━━ DATA IN THIS EXERCISE
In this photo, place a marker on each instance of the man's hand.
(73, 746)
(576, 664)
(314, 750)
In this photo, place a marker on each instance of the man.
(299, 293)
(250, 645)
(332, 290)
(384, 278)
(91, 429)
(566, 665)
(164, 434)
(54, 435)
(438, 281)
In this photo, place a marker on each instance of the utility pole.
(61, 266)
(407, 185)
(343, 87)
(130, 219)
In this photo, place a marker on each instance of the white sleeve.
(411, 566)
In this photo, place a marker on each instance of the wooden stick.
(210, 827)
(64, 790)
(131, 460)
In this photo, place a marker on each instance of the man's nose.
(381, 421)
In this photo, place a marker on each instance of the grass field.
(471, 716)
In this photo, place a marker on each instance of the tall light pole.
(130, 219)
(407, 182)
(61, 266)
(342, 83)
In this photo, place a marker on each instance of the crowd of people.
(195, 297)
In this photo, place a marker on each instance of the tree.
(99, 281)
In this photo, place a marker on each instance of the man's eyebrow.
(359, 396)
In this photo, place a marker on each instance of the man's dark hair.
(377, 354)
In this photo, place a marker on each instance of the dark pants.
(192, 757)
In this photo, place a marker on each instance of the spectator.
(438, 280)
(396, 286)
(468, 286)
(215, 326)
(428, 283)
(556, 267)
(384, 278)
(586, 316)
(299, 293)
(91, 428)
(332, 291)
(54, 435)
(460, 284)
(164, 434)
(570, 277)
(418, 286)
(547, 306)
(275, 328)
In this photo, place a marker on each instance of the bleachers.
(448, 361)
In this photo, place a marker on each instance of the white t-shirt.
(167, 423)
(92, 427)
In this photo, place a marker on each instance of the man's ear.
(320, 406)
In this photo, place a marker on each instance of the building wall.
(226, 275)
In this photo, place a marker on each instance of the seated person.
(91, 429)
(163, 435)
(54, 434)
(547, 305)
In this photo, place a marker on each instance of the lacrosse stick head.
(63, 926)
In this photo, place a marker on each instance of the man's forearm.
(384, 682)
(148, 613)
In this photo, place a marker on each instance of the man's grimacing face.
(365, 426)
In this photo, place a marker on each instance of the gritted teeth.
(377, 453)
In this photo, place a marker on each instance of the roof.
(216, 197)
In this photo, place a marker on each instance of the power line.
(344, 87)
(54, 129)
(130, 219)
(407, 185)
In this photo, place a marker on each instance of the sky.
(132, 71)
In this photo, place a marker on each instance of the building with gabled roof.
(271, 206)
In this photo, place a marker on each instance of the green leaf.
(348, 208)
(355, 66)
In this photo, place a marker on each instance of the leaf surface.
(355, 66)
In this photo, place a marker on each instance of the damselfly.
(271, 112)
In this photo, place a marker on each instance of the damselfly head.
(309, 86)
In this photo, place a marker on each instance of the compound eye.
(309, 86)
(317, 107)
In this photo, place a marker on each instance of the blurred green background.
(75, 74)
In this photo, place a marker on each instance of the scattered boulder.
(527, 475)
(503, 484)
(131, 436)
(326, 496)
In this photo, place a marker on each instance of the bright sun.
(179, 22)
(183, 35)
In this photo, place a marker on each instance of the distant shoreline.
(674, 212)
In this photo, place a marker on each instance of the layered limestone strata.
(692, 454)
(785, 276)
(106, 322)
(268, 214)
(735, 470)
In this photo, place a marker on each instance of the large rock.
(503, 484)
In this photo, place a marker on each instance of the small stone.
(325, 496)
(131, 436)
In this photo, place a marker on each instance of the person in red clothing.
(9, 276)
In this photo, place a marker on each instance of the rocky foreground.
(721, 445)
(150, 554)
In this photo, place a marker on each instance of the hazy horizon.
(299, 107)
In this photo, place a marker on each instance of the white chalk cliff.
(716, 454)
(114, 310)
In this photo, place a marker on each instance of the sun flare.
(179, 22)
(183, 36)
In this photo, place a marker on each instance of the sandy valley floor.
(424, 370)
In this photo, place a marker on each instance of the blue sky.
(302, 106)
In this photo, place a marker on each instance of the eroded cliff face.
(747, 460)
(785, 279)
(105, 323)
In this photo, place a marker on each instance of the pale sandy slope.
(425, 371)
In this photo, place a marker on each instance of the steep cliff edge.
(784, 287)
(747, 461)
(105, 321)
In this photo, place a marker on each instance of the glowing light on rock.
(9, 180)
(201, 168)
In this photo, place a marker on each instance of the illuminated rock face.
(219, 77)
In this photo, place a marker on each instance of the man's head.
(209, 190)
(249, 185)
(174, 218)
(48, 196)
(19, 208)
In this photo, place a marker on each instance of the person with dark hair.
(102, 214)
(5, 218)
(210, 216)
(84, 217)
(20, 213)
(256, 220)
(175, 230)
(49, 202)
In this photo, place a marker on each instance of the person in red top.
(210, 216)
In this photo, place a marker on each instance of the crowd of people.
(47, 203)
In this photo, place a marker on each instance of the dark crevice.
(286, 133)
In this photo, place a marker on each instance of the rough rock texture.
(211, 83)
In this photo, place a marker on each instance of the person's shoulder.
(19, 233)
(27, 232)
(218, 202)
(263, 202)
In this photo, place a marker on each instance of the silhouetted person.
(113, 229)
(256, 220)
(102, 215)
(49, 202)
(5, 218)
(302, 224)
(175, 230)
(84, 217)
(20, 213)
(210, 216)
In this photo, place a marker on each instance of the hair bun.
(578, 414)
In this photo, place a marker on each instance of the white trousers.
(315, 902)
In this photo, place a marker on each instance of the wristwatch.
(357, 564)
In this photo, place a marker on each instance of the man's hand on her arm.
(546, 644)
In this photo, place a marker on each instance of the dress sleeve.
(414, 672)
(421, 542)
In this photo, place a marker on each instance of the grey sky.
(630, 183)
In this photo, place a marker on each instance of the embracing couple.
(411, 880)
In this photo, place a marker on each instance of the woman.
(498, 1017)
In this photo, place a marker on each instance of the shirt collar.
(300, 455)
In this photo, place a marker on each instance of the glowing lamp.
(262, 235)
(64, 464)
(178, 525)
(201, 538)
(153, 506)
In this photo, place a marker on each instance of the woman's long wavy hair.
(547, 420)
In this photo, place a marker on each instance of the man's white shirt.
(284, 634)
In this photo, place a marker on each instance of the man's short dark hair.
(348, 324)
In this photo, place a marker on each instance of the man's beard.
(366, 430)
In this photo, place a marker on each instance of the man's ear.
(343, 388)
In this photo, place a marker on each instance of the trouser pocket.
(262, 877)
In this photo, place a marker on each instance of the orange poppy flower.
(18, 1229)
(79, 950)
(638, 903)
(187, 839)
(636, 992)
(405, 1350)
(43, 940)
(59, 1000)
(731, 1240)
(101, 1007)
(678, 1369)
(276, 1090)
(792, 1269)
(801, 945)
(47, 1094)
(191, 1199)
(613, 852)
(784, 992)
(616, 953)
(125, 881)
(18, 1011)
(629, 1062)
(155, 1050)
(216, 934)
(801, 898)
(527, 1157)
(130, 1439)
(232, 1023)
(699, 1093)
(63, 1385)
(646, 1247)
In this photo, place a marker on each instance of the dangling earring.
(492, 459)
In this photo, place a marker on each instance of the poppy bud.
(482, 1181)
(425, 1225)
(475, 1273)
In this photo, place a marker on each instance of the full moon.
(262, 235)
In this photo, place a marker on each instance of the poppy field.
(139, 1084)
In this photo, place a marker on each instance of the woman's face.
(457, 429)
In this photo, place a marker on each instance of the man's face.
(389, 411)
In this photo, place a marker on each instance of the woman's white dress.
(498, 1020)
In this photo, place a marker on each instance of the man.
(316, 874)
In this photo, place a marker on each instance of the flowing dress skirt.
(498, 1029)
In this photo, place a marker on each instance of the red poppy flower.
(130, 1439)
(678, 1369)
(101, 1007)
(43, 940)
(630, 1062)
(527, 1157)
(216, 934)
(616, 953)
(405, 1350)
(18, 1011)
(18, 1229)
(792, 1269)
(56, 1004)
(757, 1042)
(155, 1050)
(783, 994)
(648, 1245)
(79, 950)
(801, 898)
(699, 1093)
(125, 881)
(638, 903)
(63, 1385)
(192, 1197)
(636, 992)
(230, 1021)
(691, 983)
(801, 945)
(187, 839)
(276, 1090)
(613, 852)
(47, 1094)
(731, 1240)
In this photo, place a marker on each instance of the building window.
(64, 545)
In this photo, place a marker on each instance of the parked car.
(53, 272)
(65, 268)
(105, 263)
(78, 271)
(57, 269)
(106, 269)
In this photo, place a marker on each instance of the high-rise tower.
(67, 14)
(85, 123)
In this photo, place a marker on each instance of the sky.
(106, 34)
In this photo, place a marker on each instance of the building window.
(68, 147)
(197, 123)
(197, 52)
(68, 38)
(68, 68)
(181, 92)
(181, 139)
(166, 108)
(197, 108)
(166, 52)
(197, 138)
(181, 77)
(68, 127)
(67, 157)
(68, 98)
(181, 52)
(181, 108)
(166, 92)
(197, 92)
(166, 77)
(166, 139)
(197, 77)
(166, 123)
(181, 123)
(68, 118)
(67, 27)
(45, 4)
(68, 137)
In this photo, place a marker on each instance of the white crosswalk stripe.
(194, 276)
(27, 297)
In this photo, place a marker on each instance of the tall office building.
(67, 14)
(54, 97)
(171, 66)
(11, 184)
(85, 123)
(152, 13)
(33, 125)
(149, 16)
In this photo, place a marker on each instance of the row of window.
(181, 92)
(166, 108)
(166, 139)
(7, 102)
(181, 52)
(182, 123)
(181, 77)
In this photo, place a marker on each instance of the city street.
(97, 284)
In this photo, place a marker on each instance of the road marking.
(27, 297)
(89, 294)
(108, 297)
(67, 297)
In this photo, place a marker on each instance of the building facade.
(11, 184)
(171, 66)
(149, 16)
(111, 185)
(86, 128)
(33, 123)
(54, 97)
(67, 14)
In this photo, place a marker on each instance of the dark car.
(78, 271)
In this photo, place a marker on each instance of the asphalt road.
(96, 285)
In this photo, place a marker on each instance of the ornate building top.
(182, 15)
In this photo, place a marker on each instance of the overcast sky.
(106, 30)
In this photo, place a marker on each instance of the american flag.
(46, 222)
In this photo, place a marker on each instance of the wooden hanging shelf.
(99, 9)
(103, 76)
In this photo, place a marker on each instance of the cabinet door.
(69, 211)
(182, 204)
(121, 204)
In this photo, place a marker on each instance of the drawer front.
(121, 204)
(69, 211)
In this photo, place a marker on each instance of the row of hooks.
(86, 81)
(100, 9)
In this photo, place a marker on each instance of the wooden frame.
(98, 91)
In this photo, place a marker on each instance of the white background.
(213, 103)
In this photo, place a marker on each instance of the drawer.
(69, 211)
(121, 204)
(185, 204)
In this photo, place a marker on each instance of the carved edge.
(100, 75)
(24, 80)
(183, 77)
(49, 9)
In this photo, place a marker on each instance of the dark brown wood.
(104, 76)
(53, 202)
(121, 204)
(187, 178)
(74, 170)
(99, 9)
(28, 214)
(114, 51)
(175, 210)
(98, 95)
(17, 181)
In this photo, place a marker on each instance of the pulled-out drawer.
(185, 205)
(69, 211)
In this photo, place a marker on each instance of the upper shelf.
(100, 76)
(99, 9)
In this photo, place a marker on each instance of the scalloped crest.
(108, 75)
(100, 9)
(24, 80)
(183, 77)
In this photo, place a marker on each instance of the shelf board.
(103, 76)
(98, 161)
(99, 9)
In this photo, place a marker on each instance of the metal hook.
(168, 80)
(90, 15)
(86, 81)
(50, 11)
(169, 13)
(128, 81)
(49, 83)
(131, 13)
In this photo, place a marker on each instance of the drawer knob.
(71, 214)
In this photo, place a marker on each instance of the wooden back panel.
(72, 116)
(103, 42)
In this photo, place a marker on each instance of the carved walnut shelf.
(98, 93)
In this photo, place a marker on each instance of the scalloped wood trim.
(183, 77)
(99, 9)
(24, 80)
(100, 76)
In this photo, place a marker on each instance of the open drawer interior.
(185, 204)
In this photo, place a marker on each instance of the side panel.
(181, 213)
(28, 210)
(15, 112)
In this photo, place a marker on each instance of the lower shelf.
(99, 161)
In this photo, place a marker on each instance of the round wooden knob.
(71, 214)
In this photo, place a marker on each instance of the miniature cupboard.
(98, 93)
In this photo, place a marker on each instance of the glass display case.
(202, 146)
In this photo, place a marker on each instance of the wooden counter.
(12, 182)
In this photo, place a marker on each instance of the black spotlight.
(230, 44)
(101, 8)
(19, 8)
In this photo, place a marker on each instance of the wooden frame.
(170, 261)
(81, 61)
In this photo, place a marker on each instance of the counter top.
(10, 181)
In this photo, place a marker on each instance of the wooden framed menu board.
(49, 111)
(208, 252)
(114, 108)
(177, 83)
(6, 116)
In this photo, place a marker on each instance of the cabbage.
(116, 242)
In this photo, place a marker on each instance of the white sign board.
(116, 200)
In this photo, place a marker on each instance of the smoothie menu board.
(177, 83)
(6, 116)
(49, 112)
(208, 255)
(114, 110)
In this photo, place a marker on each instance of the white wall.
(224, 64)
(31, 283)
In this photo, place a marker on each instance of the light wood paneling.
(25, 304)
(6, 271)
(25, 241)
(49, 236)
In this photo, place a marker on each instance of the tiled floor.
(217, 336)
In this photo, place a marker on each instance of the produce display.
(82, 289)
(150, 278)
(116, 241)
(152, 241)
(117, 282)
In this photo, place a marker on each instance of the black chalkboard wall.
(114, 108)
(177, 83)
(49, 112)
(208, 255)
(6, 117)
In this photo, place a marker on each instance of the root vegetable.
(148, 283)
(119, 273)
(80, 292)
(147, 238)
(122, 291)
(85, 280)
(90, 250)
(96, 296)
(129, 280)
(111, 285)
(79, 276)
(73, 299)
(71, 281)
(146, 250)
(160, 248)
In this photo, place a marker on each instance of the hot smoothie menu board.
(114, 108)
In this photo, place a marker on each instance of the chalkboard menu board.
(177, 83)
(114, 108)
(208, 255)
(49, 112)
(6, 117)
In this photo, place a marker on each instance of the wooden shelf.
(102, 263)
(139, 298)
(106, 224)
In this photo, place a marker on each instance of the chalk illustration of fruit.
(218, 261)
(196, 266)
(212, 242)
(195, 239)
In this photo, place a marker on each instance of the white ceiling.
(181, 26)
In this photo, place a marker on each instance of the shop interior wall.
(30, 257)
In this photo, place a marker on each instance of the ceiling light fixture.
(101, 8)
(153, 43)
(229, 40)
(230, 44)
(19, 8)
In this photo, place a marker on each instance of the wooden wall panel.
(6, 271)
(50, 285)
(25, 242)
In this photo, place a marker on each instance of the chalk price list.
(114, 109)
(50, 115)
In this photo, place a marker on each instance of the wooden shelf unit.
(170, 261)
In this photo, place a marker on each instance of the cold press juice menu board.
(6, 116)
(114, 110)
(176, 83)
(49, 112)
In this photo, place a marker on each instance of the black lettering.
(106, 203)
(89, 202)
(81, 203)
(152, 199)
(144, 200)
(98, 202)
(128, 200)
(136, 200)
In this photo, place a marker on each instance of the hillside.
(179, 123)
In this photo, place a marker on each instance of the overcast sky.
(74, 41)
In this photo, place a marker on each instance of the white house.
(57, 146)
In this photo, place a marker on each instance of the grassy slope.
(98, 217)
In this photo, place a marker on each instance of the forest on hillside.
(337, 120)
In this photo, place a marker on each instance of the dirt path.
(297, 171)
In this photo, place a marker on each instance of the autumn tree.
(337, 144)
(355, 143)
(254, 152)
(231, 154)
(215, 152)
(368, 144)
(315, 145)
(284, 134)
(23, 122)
━━━━
- **EXERCISE GOAL**:
Beginning at the line that contains "the black lettering.", retype each line of the listing up to and including the last one, exactly as it stands, and nothing else.

- **WRITTEN SOLUTION**:
In this photo, place a marker on each instance of the black lettering.
(106, 203)
(89, 202)
(81, 203)
(152, 199)
(144, 200)
(98, 202)
(128, 200)
(136, 200)
In this photo, place a marker on each instance of the hillside.
(179, 123)
In this photo, place a marker on each instance of the overcast sky.
(74, 41)
In this photo, place a marker on each instance of the white house.
(57, 146)
In this photo, place a marker on each instance of the grassy slope.
(98, 217)
In this photo, place a marker on each instance of the forest on hillside.
(337, 120)
In this photo, place a marker on each instance of the dirt path.
(297, 171)
In this photo, place a marker on each instance of the autumn tree.
(337, 144)
(355, 143)
(254, 152)
(231, 154)
(215, 152)
(368, 144)
(315, 145)
(284, 134)
(23, 122)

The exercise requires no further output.